> _Work order_
Write the line that contains "box for blue" and each one after it, word for word, ending with the final line of the data.

> _Provided records_
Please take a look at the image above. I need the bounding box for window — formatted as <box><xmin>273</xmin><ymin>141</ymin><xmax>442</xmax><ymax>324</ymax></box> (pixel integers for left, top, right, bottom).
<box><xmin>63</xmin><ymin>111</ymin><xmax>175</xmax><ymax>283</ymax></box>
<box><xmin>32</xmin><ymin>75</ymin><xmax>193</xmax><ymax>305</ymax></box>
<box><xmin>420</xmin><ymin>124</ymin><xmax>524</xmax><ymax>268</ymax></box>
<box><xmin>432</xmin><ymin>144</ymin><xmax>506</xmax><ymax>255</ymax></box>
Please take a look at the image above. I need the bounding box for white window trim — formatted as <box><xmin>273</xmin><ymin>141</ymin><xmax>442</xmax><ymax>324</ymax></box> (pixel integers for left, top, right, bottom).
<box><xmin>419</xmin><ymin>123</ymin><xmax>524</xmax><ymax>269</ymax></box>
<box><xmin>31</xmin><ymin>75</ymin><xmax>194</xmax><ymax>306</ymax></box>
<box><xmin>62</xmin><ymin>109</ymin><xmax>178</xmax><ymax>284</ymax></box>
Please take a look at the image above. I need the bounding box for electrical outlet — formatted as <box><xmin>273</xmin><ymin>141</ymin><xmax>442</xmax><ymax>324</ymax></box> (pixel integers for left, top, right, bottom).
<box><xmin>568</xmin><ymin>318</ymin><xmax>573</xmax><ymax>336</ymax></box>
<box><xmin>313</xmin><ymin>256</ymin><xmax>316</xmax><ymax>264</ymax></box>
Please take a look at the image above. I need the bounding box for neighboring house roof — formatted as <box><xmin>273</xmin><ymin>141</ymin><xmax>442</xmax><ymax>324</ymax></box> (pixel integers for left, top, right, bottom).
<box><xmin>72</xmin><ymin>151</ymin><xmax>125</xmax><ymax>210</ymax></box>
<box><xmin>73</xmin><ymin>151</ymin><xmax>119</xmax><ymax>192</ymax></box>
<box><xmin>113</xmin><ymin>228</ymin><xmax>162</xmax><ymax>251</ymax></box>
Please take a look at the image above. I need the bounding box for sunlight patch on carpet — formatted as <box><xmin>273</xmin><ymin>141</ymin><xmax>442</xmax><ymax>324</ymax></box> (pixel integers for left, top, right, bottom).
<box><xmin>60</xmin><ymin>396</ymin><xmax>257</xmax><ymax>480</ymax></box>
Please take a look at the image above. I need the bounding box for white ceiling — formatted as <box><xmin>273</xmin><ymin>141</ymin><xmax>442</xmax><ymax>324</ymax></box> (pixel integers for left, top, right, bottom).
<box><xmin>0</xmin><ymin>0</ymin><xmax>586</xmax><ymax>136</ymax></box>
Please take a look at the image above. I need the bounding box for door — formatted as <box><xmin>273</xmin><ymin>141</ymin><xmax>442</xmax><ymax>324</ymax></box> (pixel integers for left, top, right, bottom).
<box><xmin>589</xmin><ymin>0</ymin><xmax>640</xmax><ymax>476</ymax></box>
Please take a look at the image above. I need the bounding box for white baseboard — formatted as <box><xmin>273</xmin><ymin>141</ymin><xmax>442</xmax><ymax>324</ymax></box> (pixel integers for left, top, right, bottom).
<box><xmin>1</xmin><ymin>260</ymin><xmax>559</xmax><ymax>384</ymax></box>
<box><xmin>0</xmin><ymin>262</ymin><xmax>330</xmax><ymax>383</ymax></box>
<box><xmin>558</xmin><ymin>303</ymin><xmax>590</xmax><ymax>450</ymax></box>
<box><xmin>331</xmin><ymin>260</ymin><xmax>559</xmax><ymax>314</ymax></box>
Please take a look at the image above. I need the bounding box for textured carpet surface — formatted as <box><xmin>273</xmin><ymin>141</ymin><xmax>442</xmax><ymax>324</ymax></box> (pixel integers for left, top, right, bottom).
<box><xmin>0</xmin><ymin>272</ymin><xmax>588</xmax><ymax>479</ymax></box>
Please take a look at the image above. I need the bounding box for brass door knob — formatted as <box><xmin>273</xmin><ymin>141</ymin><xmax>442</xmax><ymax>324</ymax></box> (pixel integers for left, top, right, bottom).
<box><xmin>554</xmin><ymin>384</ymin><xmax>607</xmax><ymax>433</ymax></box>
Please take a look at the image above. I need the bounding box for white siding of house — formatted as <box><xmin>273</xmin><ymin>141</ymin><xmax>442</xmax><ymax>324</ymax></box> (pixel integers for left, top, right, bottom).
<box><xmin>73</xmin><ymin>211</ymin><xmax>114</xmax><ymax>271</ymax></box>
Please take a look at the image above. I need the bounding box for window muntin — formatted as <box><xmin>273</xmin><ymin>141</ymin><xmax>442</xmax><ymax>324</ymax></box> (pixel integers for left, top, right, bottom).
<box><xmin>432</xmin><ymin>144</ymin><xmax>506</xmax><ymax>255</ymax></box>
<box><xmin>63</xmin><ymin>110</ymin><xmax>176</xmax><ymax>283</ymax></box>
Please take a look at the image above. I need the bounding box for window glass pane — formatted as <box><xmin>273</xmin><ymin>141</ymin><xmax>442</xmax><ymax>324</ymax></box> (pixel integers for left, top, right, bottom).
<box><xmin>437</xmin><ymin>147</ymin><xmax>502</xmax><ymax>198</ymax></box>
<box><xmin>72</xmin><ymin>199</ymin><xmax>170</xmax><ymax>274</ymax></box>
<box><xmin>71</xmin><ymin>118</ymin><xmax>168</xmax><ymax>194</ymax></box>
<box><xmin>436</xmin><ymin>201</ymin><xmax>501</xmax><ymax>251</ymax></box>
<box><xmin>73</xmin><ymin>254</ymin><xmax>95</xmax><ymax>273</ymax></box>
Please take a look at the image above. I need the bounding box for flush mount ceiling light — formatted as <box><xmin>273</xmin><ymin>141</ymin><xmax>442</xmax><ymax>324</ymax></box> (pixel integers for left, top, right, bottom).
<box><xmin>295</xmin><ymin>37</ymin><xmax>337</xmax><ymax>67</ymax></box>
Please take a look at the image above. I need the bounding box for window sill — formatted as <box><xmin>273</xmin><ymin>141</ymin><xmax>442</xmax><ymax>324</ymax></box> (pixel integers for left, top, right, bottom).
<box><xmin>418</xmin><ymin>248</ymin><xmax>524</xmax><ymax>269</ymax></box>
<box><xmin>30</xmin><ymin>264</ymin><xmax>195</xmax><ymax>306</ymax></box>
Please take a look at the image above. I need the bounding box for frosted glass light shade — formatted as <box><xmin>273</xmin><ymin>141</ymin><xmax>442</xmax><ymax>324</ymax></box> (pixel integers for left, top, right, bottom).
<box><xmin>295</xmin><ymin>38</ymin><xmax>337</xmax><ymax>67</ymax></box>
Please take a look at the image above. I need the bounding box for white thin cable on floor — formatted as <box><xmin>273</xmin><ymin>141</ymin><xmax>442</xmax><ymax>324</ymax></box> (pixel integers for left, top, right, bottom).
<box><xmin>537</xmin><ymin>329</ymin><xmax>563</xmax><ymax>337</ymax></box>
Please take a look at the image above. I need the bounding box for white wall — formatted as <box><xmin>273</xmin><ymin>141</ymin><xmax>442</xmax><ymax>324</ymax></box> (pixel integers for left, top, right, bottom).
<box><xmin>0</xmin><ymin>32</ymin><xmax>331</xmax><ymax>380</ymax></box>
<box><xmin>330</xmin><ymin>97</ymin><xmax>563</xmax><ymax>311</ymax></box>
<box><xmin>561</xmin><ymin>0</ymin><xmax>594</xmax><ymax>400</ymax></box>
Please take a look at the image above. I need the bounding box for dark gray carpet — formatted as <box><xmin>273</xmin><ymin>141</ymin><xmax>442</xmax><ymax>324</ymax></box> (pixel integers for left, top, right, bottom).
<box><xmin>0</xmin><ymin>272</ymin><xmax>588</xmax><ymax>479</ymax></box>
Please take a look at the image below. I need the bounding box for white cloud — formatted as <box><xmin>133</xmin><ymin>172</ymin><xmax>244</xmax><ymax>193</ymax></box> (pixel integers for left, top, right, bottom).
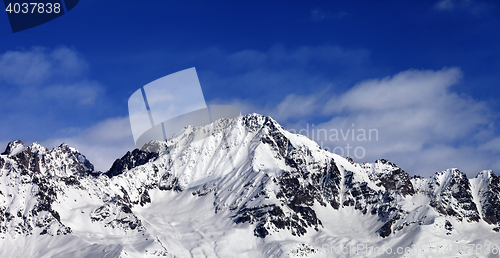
<box><xmin>273</xmin><ymin>94</ymin><xmax>321</xmax><ymax>121</ymax></box>
<box><xmin>42</xmin><ymin>80</ymin><xmax>104</xmax><ymax>105</ymax></box>
<box><xmin>49</xmin><ymin>46</ymin><xmax>89</xmax><ymax>78</ymax></box>
<box><xmin>42</xmin><ymin>117</ymin><xmax>135</xmax><ymax>172</ymax></box>
<box><xmin>226</xmin><ymin>49</ymin><xmax>268</xmax><ymax>68</ymax></box>
<box><xmin>479</xmin><ymin>136</ymin><xmax>500</xmax><ymax>152</ymax></box>
<box><xmin>0</xmin><ymin>46</ymin><xmax>87</xmax><ymax>86</ymax></box>
<box><xmin>253</xmin><ymin>68</ymin><xmax>498</xmax><ymax>177</ymax></box>
<box><xmin>325</xmin><ymin>68</ymin><xmax>462</xmax><ymax>112</ymax></box>
<box><xmin>0</xmin><ymin>47</ymin><xmax>52</xmax><ymax>86</ymax></box>
<box><xmin>0</xmin><ymin>46</ymin><xmax>108</xmax><ymax>145</ymax></box>
<box><xmin>323</xmin><ymin>68</ymin><xmax>490</xmax><ymax>142</ymax></box>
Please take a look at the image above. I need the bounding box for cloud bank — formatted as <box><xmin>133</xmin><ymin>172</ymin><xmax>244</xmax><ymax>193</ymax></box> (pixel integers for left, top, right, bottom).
<box><xmin>264</xmin><ymin>68</ymin><xmax>498</xmax><ymax>176</ymax></box>
<box><xmin>0</xmin><ymin>47</ymin><xmax>107</xmax><ymax>146</ymax></box>
<box><xmin>0</xmin><ymin>46</ymin><xmax>88</xmax><ymax>86</ymax></box>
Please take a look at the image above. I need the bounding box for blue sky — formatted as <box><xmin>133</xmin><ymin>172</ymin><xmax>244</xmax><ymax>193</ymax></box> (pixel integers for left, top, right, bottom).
<box><xmin>0</xmin><ymin>0</ymin><xmax>499</xmax><ymax>176</ymax></box>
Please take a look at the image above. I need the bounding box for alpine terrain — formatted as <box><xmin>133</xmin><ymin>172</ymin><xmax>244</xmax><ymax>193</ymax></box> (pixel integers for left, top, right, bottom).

> _Result of this exercise_
Please take a look at the image above. I need the bounding box for blue sky — formatted as <box><xmin>133</xmin><ymin>172</ymin><xmax>244</xmax><ymax>193</ymax></box> (pixel integers for left, top, right, bottom).
<box><xmin>0</xmin><ymin>0</ymin><xmax>499</xmax><ymax>176</ymax></box>
Please take a look at the image above. I need the bounding box for alpine terrain — formatted as <box><xmin>133</xmin><ymin>172</ymin><xmax>244</xmax><ymax>193</ymax></box> (pixel integers for left, top, right, bottom).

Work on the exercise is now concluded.